• **Your instructions**
Once the line with "Query: bokeh background" is found in the entries below, repeat that line and every one after it exactly, ending at the last.

___ Information supplied

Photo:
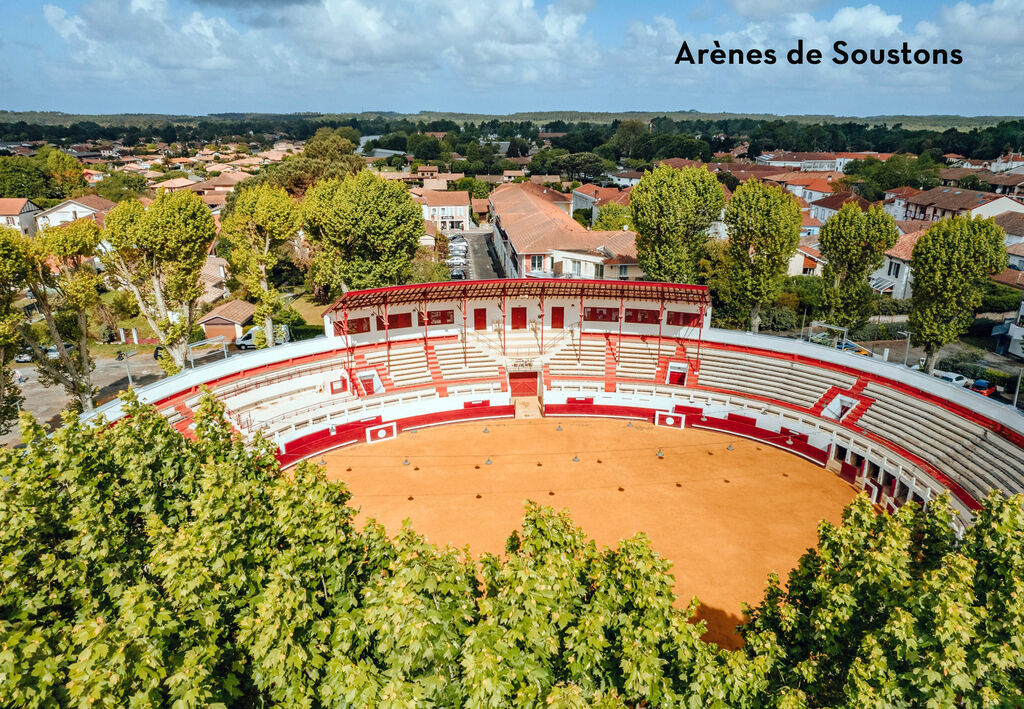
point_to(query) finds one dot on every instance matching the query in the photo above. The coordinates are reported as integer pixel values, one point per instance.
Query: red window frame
(600, 315)
(641, 316)
(682, 319)
(438, 318)
(395, 321)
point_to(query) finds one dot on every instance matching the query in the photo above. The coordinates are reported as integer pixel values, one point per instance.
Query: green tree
(157, 253)
(612, 217)
(764, 232)
(370, 227)
(13, 272)
(853, 244)
(264, 218)
(672, 211)
(65, 286)
(949, 265)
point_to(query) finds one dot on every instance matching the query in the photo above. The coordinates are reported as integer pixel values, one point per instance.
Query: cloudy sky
(199, 56)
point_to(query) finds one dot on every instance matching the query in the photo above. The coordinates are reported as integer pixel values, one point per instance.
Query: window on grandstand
(600, 315)
(357, 325)
(683, 320)
(395, 321)
(438, 318)
(634, 315)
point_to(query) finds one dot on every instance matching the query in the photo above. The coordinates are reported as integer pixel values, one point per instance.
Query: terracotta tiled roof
(233, 310)
(1012, 222)
(903, 249)
(536, 224)
(444, 198)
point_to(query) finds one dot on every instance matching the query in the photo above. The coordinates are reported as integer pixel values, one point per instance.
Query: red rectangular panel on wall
(518, 318)
(522, 383)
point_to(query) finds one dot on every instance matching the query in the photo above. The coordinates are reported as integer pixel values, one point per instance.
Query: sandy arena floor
(725, 518)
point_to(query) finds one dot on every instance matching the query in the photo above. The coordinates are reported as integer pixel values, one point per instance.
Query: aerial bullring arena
(452, 404)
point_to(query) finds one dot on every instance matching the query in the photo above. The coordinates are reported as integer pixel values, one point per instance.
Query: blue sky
(198, 56)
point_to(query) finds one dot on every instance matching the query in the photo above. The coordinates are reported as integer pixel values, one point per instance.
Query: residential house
(87, 206)
(534, 236)
(18, 213)
(894, 201)
(894, 277)
(227, 320)
(592, 198)
(450, 210)
(939, 203)
(1005, 163)
(826, 207)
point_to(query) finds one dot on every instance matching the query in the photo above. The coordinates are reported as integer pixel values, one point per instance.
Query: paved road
(481, 262)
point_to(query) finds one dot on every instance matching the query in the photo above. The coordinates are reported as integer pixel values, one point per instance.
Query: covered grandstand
(409, 357)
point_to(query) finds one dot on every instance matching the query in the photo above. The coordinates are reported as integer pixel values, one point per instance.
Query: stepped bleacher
(784, 380)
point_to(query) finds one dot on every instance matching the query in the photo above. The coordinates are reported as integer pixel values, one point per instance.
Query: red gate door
(522, 383)
(518, 318)
(557, 318)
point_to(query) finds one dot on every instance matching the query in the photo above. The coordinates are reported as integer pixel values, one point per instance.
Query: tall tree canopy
(672, 211)
(764, 232)
(853, 244)
(366, 231)
(141, 568)
(950, 263)
(264, 218)
(157, 253)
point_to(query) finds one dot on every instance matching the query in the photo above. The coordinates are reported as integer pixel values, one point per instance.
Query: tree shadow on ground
(721, 626)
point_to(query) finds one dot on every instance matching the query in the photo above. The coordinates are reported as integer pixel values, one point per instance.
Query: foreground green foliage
(141, 569)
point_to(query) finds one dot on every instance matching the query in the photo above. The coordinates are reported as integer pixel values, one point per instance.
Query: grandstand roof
(522, 288)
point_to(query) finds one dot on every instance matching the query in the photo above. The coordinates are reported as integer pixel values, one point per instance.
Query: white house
(18, 213)
(90, 206)
(450, 210)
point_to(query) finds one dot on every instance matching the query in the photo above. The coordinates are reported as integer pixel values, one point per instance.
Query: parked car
(52, 353)
(281, 335)
(952, 378)
(983, 386)
(853, 348)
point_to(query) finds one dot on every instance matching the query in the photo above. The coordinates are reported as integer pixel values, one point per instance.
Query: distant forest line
(711, 133)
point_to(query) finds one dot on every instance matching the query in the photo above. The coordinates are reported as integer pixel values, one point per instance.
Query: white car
(952, 378)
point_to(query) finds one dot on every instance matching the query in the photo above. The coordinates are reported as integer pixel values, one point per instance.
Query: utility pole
(906, 353)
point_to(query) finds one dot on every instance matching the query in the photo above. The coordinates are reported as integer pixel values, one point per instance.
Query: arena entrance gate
(522, 383)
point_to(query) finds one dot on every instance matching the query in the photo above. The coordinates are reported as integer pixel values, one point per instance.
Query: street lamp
(906, 353)
(123, 356)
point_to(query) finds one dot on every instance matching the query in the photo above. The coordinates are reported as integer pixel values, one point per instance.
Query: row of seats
(473, 364)
(584, 359)
(406, 366)
(790, 381)
(975, 457)
(639, 360)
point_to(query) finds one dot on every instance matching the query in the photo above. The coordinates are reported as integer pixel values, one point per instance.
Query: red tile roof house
(593, 198)
(827, 206)
(894, 277)
(534, 236)
(18, 213)
(939, 203)
(90, 206)
(450, 210)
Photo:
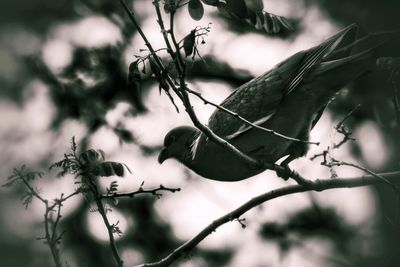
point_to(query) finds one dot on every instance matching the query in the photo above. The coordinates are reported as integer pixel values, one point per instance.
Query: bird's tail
(355, 58)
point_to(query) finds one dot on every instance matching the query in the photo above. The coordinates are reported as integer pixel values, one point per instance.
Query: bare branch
(141, 191)
(319, 185)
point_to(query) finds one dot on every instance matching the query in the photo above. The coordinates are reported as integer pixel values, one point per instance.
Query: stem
(103, 214)
(319, 185)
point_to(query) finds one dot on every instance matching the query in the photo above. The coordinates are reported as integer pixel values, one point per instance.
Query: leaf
(223, 9)
(134, 73)
(271, 23)
(170, 6)
(211, 2)
(188, 43)
(255, 5)
(90, 156)
(196, 9)
(238, 7)
(108, 168)
(124, 135)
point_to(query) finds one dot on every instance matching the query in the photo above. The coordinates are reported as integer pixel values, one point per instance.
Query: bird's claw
(283, 171)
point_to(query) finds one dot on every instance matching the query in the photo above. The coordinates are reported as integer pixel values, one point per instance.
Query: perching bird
(288, 99)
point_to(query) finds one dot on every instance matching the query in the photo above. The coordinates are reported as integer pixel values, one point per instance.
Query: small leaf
(170, 6)
(223, 9)
(89, 156)
(134, 73)
(238, 7)
(124, 135)
(108, 168)
(196, 9)
(188, 43)
(255, 5)
(211, 2)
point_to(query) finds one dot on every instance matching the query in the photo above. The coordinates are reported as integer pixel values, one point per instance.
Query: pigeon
(288, 99)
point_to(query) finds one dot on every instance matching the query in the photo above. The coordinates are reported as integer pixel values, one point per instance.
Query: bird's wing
(258, 99)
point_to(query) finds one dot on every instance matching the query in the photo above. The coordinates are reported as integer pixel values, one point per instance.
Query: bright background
(354, 226)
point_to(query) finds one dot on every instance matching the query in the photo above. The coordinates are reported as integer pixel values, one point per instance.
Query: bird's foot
(283, 171)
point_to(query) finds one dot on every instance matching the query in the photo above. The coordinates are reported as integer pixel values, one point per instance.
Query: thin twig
(182, 90)
(319, 185)
(110, 228)
(141, 191)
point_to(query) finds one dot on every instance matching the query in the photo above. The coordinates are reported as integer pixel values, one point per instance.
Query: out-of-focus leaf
(211, 2)
(196, 9)
(134, 73)
(169, 6)
(271, 23)
(188, 43)
(90, 156)
(223, 9)
(124, 135)
(238, 7)
(108, 168)
(274, 231)
(255, 5)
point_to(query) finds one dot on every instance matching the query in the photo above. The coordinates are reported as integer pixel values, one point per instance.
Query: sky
(25, 137)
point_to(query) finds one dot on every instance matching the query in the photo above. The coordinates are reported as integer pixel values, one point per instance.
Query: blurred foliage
(97, 79)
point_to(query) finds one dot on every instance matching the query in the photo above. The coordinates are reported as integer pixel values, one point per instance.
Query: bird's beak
(163, 155)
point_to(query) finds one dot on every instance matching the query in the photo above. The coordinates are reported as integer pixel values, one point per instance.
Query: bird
(288, 99)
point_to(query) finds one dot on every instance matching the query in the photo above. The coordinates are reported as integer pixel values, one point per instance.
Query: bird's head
(177, 144)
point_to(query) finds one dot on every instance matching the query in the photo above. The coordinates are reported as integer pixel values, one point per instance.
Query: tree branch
(155, 192)
(318, 185)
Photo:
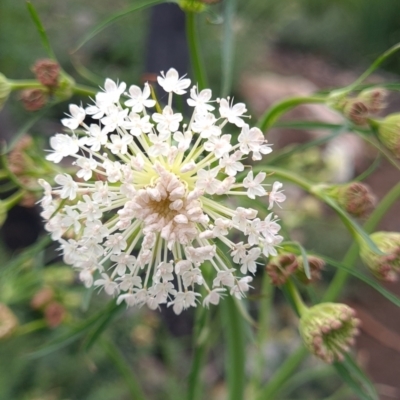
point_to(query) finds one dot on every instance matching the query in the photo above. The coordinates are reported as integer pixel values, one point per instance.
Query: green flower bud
(8, 322)
(355, 197)
(316, 265)
(374, 99)
(328, 330)
(192, 5)
(5, 90)
(281, 267)
(384, 266)
(389, 133)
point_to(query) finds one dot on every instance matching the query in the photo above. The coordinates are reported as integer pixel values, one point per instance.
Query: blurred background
(282, 48)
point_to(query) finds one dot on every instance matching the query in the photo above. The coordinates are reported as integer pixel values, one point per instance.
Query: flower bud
(389, 133)
(281, 267)
(47, 72)
(8, 322)
(384, 266)
(33, 99)
(374, 99)
(328, 330)
(5, 90)
(316, 265)
(355, 197)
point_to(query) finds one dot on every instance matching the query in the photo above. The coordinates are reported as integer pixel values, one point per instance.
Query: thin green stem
(194, 50)
(351, 256)
(26, 84)
(30, 327)
(296, 298)
(124, 368)
(83, 90)
(285, 371)
(268, 119)
(267, 292)
(200, 336)
(235, 349)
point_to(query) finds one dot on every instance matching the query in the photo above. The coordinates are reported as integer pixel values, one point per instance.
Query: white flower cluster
(150, 185)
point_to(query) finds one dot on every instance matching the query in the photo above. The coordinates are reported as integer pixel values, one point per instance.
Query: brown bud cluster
(47, 72)
(33, 99)
(328, 330)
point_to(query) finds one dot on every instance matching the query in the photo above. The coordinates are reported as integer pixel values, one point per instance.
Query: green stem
(268, 119)
(285, 371)
(235, 349)
(124, 368)
(267, 292)
(296, 298)
(351, 256)
(200, 352)
(194, 50)
(373, 67)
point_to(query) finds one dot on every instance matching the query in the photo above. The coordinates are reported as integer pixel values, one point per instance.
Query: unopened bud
(316, 265)
(355, 197)
(8, 322)
(357, 111)
(328, 330)
(47, 72)
(280, 268)
(384, 266)
(33, 99)
(389, 133)
(42, 298)
(5, 90)
(374, 99)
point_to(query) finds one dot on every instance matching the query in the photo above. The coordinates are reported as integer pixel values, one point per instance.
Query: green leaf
(74, 333)
(228, 46)
(352, 374)
(40, 28)
(355, 229)
(102, 324)
(196, 59)
(369, 281)
(139, 5)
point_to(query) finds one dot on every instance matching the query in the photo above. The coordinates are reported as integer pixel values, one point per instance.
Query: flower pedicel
(151, 185)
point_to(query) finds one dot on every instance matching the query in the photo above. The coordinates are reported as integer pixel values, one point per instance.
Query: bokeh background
(282, 48)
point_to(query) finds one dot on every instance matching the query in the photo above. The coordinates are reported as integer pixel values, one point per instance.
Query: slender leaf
(228, 46)
(369, 281)
(104, 322)
(40, 28)
(139, 5)
(72, 334)
(196, 59)
(356, 378)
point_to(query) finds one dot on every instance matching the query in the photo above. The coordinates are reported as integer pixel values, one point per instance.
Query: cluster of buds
(355, 197)
(385, 266)
(281, 267)
(8, 322)
(389, 133)
(359, 109)
(328, 330)
(54, 311)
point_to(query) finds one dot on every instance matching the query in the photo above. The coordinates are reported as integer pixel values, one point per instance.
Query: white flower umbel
(146, 213)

______

• **Task output**
Query: bokeh background
(282, 48)
point_to(query) finds one dot on every instance matching the query in the photo above. The coordinates are reported as integer pixel values, one point per instance.
Query: slender leaf
(228, 46)
(369, 281)
(104, 322)
(40, 28)
(139, 5)
(72, 334)
(196, 59)
(356, 378)
point_to(query) finds one dot on every instance matching the query in the photo above. The coordinates are reported as integer pixel values, one point per instance.
Query: cluster of buds
(355, 197)
(385, 266)
(281, 267)
(8, 322)
(389, 133)
(359, 109)
(328, 330)
(54, 311)
point_to(query) finds one dot on every instance matching the query in the photo above. The coordinates are reported as integer pixel values, one point per instance.
Query: white flower umbel
(146, 213)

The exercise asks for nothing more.